**Lesetext**
★ ★ ★
Nein, in Weißrussland steht etwas anderes dahinter. Lukashenko hat eine ganze Zeit lang den Westen gegen Russland ausgespielt, um von den Angeboten beider Seiten zu profitieren. Nachdem eine vom Westen unterstützte Farbrevolution gescheitert ist, kommt der Diktator Putin zum Dikatator Lukashenko, und sagt: "Schau mal was der Westen tut. Du kommst jetzt besser mal wieder ganz schnell an Bord, sonst wird Dich der Westen früher, oder später auch wegputschen, wie Janukowitsch". Alles nachzulesen hier:
https://exiledonline.com/baldfellas-how-belaruss-failed-regime-change-movement-shaped-putins-war-plan/
Mark Ames hat in Russland "The eXile" betrieben, die dann 2009 unter Putin geschlossen wurde.
Aber was ändert das daran, dass Russland immer einen Dreck auf die Sicherheitsinteressen von Polen, Bulgarien, Rumänien, Ukraine, Georgien gegeben hat? Das war immer nur Ich, Ich, Ich, stumpfer klassischer Imperialismus.
Nichts. Aber wie schon geschrieben, denke ich eben, dass im konkreten Fall Ukraine und Georgen Imperialismus nicht der alleinige Grund ist.
★ ★ ★
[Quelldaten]
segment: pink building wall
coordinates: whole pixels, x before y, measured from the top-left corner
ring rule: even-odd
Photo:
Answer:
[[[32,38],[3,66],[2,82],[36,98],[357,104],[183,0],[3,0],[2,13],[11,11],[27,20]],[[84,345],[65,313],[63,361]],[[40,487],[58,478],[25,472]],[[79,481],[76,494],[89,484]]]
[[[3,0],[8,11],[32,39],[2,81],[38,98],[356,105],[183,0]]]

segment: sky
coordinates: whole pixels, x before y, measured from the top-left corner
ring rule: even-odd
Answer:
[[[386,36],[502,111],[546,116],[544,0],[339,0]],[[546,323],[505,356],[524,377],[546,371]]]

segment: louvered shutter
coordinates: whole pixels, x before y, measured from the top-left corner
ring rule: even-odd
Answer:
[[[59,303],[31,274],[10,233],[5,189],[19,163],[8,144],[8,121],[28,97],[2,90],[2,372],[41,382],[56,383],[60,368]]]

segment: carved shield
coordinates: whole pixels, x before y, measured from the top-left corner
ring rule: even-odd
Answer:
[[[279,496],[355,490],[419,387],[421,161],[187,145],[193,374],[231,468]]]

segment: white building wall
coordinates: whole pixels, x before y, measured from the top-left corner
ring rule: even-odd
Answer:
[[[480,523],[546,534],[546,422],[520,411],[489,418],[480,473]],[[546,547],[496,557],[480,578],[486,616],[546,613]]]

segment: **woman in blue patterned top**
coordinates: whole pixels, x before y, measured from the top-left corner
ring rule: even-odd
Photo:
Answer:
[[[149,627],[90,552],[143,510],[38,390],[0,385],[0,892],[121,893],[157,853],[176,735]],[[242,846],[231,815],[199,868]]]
★ ★ ★
**Aufgabensammlung**
1: Welche Publikation hat Mark Ames laut dem Lesetext in Russland betrieben?
2: Fasse den Lesetext in zwei Sätzen zusammen.
3: Greife den Lesetext über Russland und Weißrussland dort auf, wo er endet, und führe ihn weiter.

**Ergebnisse je Aufgabe**
1: „The eXile“, die 2009 unter Putin geschlossen wurde.

2: Laut dem Lesetext hat Lukashenko lange den Westen gegen Russland ausgespielt, und nach einer gescheiterten, vom Westen unterstützten Farbrevolution drängte Putin ihn zurück an Bord, da ihn der Westen sonst wie Janukowitsch wegputschen werde. Auf den Einwand, Russland habe die Sicherheitsinteressen von Polen, Bulgarien, Rumänien, der Ukraine und Georgien stets missachtet, wird erwidert, dass dies nichts ändere, Imperialismus im Fall Ukraine und Georgien aber nicht der alleinige Grund sei.

3:
Und der Westen kann sich nicht darauf einlassen, nicht legitimierbare Ansprüche zu akzeptieren.
Natürlich kann sich der Westen darauf einlassen, wenn es taktisch für ihn klug ist, und ich denke, mit Blick auf China, wäre es taktisch klug gewesen.
Hm. Unser Militär ist noch nicht soweit.
Und der Westen wird sicherlich wieder mit Wirtschaftssanktionen antworten, aber mit denen kommen wir prima klar, der ist ja auf Gaslieferungen angewiesen. Lasst uns zehn Jahre warten, Devisenreserven aufbauen, damit die Sanktionen ins Leere laufen, Deutschlands Abhängigkeit über Nord Stream 2 noch weiter verstärken bzw. die Opposition Polens und der Ukraine gegen Deutschlands Abhängigkeit ins Leere laufen, wenn die Deutschen weiter die Gegenaktionen verhindern wie bei der NATO-Aufnahme der Ukraine, klappt das schon.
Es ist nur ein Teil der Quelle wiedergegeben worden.